_RECORD LIST_
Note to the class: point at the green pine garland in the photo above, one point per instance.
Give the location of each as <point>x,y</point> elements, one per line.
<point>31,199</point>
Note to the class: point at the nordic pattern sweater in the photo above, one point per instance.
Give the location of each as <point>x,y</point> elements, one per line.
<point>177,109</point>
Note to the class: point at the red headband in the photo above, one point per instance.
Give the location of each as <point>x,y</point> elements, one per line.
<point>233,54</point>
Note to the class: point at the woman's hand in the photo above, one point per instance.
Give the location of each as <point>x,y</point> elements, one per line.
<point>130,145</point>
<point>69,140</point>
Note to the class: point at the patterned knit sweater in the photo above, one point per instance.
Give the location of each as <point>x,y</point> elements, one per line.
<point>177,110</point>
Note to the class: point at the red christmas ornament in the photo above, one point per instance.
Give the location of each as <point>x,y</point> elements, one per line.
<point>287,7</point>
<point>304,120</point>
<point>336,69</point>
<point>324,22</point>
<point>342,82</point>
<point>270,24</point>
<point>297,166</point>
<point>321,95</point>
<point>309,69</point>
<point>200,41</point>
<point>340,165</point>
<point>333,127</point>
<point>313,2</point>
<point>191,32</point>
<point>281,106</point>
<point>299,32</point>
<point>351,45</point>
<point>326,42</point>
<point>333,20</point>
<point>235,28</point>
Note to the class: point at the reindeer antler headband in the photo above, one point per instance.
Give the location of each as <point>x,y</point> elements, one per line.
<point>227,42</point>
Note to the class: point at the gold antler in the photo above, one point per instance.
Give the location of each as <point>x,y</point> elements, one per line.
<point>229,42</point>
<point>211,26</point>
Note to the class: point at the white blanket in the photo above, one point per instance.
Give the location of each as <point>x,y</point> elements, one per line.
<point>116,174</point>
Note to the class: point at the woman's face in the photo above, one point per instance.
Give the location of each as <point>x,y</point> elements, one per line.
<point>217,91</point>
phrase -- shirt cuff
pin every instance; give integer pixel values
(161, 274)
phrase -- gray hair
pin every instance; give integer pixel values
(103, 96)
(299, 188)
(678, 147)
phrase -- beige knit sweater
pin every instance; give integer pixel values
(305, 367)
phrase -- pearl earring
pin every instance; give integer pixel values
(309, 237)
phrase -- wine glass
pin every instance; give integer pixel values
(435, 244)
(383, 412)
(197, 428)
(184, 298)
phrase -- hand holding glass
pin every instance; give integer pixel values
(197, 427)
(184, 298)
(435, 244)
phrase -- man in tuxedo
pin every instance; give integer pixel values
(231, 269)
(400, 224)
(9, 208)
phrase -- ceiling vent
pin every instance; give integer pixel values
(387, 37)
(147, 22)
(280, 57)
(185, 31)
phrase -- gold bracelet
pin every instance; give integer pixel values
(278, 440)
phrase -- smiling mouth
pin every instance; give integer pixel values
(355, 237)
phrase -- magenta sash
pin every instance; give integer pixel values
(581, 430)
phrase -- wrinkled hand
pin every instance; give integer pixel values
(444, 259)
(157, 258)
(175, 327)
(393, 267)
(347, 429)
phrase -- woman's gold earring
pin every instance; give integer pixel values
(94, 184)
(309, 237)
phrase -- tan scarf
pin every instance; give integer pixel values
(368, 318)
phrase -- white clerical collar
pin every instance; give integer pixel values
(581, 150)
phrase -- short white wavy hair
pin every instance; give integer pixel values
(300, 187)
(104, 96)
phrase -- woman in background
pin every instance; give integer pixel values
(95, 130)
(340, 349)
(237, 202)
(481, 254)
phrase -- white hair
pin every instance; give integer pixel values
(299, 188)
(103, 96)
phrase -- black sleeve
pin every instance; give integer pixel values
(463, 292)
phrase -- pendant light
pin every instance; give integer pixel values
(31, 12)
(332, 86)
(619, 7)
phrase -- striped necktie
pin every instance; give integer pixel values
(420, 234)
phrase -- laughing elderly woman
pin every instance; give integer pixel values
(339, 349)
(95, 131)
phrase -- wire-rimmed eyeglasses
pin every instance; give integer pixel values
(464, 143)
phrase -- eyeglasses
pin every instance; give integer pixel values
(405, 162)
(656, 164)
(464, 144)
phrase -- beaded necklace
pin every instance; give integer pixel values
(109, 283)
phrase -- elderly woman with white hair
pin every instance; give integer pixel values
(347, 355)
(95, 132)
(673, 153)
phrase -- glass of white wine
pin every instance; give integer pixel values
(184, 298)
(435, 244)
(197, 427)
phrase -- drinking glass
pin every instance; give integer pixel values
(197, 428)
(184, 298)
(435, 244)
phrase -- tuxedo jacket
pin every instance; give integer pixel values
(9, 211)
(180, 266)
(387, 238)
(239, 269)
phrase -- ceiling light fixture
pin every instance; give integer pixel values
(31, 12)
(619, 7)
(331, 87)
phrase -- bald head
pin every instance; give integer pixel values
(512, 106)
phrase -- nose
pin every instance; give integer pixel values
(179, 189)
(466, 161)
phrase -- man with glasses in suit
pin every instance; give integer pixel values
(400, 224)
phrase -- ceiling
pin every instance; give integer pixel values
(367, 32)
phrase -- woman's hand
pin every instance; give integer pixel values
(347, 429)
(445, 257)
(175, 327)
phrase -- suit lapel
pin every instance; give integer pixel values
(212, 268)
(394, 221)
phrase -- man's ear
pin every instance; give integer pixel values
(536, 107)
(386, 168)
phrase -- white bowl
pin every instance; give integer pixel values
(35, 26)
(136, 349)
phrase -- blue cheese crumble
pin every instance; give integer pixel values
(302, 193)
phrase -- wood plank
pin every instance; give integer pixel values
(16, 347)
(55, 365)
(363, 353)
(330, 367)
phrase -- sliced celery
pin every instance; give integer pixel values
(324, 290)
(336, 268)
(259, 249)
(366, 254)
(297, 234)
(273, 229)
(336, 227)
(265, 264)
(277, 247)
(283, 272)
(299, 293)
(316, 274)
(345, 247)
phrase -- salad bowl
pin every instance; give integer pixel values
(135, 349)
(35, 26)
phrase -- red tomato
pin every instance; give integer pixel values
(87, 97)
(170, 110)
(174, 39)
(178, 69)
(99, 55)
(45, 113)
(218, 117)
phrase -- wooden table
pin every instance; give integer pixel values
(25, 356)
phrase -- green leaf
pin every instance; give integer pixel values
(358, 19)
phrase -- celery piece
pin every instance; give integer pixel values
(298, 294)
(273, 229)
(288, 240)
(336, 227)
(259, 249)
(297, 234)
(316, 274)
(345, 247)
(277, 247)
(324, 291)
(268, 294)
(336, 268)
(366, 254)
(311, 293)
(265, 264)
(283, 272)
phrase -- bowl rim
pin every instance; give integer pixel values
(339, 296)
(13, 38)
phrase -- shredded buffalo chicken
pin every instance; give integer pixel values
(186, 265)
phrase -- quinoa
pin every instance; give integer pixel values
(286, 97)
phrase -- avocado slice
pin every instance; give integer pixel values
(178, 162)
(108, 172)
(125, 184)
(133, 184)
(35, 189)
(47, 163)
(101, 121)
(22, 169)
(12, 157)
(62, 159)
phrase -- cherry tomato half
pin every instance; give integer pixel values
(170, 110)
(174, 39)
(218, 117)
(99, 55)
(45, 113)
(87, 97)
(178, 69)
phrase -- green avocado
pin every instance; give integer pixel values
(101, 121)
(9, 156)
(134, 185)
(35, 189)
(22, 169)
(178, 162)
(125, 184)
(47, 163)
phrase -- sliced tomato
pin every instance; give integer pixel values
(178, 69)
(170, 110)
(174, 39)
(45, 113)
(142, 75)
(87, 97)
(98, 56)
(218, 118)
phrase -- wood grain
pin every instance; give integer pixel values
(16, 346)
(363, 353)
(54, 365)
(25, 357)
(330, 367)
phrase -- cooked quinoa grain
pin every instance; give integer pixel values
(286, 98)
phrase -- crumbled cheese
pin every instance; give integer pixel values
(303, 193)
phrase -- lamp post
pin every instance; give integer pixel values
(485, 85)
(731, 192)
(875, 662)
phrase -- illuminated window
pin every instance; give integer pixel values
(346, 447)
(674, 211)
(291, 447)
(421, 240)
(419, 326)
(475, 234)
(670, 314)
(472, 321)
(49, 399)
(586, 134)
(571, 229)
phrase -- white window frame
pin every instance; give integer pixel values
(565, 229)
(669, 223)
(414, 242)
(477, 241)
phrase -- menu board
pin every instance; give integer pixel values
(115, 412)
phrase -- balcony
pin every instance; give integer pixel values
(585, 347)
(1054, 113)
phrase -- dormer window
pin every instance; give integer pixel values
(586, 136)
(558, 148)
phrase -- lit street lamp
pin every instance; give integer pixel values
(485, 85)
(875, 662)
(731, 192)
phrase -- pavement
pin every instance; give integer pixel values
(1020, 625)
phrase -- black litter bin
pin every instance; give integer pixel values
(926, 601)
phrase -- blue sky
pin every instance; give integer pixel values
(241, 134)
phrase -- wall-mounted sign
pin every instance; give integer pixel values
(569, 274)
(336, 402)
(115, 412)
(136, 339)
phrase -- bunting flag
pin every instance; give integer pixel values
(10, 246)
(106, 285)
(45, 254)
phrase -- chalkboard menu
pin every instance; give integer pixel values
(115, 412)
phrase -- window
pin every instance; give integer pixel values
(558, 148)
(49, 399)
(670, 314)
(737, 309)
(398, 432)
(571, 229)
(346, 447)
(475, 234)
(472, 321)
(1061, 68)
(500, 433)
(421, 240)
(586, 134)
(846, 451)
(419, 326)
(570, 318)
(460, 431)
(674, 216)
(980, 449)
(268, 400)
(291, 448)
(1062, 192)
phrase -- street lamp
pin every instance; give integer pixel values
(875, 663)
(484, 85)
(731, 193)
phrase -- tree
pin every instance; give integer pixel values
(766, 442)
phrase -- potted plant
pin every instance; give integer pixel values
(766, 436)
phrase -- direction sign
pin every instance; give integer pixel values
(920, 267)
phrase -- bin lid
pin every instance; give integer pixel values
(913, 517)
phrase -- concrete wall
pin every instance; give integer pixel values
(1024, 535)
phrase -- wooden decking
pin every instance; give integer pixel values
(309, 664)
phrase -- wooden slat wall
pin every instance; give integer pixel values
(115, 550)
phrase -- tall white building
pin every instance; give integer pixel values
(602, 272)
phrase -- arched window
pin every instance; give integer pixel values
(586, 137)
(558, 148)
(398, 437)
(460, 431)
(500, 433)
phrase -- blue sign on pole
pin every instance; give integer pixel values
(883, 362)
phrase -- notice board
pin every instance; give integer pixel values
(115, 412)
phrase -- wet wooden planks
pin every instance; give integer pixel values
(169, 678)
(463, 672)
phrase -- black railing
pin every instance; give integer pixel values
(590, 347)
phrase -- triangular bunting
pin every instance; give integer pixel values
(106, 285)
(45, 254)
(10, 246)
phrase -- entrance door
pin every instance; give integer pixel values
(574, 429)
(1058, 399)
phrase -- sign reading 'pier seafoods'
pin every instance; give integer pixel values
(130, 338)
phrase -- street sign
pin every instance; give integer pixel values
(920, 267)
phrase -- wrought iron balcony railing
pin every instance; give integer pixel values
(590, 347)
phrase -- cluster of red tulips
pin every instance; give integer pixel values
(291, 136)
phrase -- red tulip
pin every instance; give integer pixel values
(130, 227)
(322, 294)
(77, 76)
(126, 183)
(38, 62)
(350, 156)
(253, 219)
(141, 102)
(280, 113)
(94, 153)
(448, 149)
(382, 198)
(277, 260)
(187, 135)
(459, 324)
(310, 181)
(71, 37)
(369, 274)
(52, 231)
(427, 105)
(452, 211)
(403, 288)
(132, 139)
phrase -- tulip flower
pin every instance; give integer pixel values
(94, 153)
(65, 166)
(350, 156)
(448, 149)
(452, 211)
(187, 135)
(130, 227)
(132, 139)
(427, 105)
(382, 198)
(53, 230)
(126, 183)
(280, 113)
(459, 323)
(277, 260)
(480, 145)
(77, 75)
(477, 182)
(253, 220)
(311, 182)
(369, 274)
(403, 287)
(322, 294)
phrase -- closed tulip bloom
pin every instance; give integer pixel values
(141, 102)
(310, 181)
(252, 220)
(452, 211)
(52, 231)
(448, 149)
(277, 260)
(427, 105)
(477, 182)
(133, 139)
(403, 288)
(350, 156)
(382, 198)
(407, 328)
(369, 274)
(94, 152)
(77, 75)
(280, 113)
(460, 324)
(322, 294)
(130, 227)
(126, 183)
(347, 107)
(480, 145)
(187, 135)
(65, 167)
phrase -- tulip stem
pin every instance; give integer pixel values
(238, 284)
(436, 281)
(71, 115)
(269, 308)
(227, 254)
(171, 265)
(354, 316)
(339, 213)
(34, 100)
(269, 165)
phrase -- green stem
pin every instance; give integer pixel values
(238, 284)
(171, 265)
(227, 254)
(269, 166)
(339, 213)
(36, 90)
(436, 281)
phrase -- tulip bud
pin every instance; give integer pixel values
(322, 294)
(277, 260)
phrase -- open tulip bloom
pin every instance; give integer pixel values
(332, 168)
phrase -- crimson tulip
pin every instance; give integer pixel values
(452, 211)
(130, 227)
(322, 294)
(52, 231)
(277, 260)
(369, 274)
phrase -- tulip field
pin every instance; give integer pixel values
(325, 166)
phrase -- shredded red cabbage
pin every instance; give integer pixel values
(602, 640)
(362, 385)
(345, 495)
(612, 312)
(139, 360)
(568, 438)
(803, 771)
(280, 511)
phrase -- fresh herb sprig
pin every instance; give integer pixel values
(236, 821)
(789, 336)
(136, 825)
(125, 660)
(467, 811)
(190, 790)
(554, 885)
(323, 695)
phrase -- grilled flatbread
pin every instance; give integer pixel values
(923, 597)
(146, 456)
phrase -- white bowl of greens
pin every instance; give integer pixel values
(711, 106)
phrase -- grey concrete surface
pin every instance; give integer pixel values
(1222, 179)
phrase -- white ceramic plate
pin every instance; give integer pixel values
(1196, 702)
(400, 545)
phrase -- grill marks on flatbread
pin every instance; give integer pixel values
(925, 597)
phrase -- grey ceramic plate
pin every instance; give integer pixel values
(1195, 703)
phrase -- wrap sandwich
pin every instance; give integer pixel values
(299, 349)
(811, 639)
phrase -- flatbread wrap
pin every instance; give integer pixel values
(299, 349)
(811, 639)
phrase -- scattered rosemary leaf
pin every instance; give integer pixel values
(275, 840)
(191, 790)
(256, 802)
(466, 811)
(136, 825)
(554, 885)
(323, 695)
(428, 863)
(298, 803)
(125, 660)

_WORK INSTRUCTIONS_
Give back exactly the lines beginning at the one with "phrase -- grilled flatbread" and ending at the final line of the material; both boundary lines belong in it.

_REPLY_
phrase -- grilled flatbread
pin every instance; give integer pixel values
(923, 597)
(146, 456)
phrase -- white bowl of greens
pin every instance; give integer pixel values
(711, 106)
phrase -- grey concrete surface
pin every instance; give integer pixel values
(1222, 179)
phrase -- white ceramic plate
pin every instance; give integer pixel values
(1196, 702)
(400, 545)
phrase -- grill marks on flatbread
pin every instance; give integer pixel values
(925, 597)
phrase -- grey ceramic plate
pin every instance; give integer pixel values
(1195, 703)
phrase -- wrap sandwich
pin every instance; give integer pixel values
(299, 349)
(811, 639)
phrase -- flatbread wrap
pin every instance; give integer pixel values
(299, 349)
(811, 639)
phrase -- scattered rosemary leaf
pin every instance; give integer pixel values
(275, 840)
(191, 790)
(256, 802)
(466, 811)
(136, 825)
(554, 885)
(323, 695)
(428, 863)
(298, 803)
(125, 660)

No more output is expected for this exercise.